▶ **Data entries**
◆ ◆ ◆ ◆ ◆

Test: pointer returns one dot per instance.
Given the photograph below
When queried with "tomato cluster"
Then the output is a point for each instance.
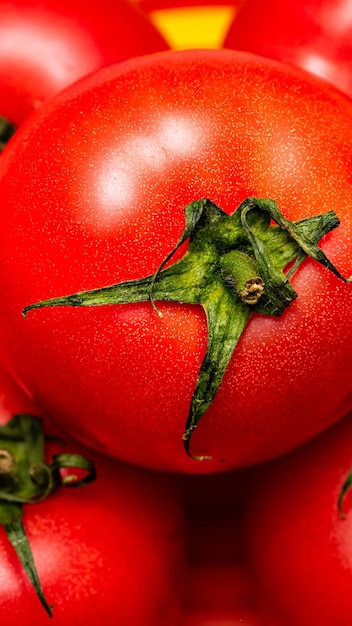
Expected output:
(175, 319)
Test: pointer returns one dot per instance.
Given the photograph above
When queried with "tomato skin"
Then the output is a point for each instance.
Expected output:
(314, 35)
(298, 547)
(114, 548)
(45, 46)
(106, 169)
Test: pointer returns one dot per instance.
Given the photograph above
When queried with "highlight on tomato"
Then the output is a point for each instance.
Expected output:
(114, 548)
(315, 35)
(180, 243)
(47, 45)
(297, 526)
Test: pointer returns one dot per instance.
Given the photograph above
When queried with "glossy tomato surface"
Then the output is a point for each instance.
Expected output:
(93, 193)
(112, 550)
(315, 35)
(47, 45)
(299, 548)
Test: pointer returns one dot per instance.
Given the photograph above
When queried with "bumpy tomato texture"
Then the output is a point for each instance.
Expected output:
(26, 479)
(46, 46)
(315, 35)
(297, 545)
(233, 267)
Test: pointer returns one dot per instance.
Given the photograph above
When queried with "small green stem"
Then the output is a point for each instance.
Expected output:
(25, 478)
(234, 266)
(7, 129)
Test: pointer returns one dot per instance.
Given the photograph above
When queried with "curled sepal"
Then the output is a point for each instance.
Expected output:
(227, 317)
(69, 461)
(18, 538)
(26, 478)
(345, 487)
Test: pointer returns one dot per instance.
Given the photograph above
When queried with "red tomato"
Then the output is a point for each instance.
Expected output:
(93, 193)
(315, 35)
(244, 617)
(47, 45)
(299, 548)
(113, 550)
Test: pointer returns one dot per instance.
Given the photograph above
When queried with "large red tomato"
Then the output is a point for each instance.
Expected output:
(45, 46)
(113, 550)
(315, 35)
(93, 193)
(298, 546)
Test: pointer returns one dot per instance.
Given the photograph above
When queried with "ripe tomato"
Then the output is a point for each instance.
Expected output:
(113, 549)
(45, 46)
(93, 193)
(298, 547)
(315, 35)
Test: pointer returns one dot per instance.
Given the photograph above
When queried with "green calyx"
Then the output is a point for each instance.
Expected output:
(25, 478)
(234, 267)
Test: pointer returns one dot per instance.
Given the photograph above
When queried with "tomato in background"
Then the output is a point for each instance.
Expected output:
(315, 35)
(246, 617)
(47, 45)
(93, 193)
(189, 24)
(113, 550)
(299, 549)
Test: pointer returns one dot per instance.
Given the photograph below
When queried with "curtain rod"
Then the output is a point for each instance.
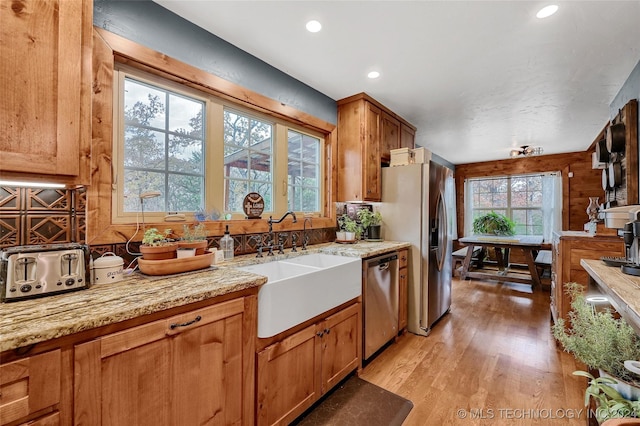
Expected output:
(515, 176)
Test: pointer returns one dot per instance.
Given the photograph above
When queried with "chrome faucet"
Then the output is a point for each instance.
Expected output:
(305, 237)
(270, 244)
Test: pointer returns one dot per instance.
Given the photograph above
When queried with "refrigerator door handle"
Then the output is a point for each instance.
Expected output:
(441, 249)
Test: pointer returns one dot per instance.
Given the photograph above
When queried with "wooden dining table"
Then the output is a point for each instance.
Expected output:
(502, 270)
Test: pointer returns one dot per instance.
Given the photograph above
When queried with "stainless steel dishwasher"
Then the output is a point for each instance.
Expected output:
(380, 304)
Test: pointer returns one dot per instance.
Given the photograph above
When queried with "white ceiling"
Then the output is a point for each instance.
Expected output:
(477, 78)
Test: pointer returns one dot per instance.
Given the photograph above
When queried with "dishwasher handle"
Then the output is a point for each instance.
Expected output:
(381, 260)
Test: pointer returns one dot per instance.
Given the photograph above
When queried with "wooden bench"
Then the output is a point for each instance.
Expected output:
(459, 255)
(543, 264)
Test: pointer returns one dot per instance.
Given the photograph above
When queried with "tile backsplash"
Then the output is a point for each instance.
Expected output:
(49, 216)
(41, 215)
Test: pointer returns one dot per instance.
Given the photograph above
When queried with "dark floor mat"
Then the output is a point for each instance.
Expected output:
(357, 402)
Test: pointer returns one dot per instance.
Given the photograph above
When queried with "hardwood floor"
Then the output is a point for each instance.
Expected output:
(491, 360)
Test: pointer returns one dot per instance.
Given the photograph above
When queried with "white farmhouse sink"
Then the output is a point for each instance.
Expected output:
(298, 289)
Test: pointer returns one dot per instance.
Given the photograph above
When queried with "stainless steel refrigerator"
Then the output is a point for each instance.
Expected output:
(418, 206)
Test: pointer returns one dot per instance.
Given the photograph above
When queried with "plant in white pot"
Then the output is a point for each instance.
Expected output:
(156, 245)
(347, 228)
(371, 222)
(601, 341)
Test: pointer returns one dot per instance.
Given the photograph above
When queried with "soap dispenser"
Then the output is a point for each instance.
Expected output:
(226, 245)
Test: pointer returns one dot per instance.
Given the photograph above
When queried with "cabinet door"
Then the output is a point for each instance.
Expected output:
(389, 136)
(29, 385)
(183, 370)
(45, 90)
(287, 377)
(340, 347)
(407, 136)
(371, 184)
(52, 419)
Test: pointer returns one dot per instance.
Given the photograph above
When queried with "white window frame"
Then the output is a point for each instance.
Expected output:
(214, 151)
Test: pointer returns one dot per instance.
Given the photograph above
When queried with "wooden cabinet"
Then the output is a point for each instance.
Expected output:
(46, 89)
(407, 136)
(403, 280)
(187, 369)
(294, 372)
(367, 131)
(389, 136)
(565, 266)
(29, 385)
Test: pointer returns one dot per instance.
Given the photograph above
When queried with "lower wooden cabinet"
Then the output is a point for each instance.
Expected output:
(184, 370)
(403, 282)
(567, 252)
(29, 385)
(293, 373)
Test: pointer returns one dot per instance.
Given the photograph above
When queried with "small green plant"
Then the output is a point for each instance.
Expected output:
(369, 218)
(347, 224)
(195, 233)
(597, 338)
(154, 238)
(493, 223)
(610, 403)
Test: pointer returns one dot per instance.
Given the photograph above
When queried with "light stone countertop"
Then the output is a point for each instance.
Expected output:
(32, 321)
(622, 289)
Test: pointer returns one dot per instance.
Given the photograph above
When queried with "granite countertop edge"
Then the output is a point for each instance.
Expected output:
(28, 322)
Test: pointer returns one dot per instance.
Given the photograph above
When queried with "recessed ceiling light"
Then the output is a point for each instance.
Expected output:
(314, 26)
(547, 11)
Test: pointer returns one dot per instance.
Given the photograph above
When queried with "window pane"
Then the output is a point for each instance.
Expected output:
(144, 105)
(248, 160)
(163, 135)
(185, 193)
(303, 172)
(517, 197)
(135, 183)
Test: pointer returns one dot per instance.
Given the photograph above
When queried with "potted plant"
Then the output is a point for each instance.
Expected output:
(493, 224)
(610, 404)
(194, 237)
(371, 222)
(156, 245)
(600, 340)
(347, 228)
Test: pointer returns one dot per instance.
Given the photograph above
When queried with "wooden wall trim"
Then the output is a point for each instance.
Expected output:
(586, 182)
(195, 77)
(99, 229)
(630, 119)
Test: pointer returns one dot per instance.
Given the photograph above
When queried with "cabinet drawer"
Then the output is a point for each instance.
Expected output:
(403, 258)
(29, 385)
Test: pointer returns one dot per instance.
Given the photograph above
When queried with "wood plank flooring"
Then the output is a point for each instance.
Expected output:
(491, 361)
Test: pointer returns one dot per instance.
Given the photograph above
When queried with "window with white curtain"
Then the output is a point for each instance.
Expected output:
(532, 201)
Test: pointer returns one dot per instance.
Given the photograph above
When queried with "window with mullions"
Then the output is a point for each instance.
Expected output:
(163, 148)
(517, 197)
(248, 159)
(303, 172)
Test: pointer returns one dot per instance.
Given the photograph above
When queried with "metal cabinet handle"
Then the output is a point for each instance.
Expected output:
(185, 324)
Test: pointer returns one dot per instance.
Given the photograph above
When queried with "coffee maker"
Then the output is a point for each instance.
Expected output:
(626, 219)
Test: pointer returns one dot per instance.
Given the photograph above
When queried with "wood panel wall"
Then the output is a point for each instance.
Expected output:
(576, 190)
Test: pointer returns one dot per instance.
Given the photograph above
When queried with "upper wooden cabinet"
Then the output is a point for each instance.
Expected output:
(367, 132)
(407, 136)
(46, 89)
(389, 136)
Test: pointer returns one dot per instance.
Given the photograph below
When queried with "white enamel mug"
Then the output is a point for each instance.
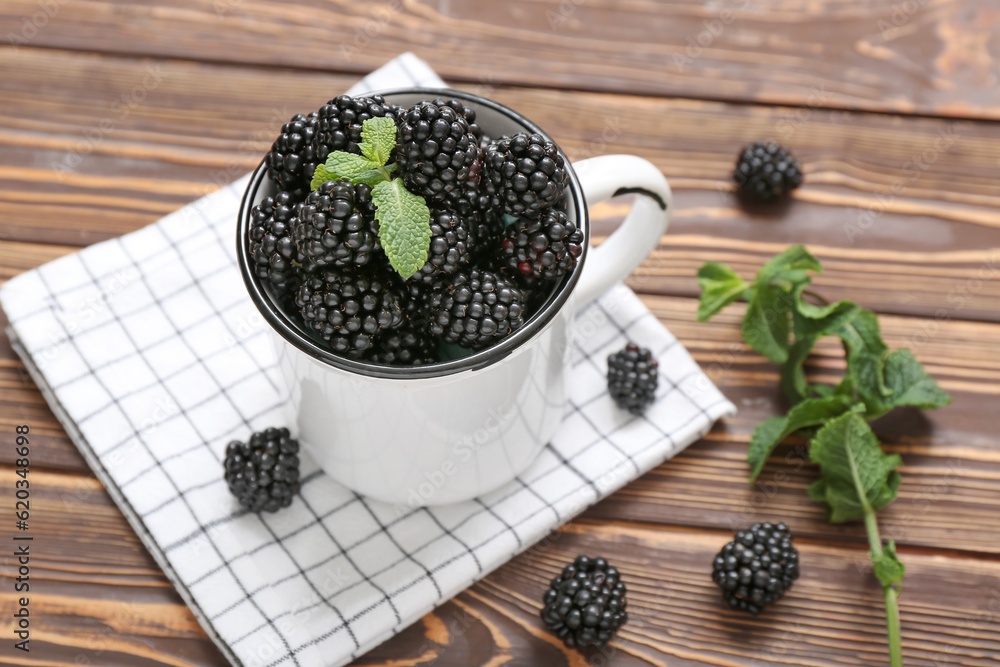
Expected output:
(458, 429)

◆ ◆ ◆ ◆ ◆

▶ **Job**
Count the lines in the records that contain the word "tomato", treating uppercase and lowercase as different, and give only the number.

▶ **Exercise output**
9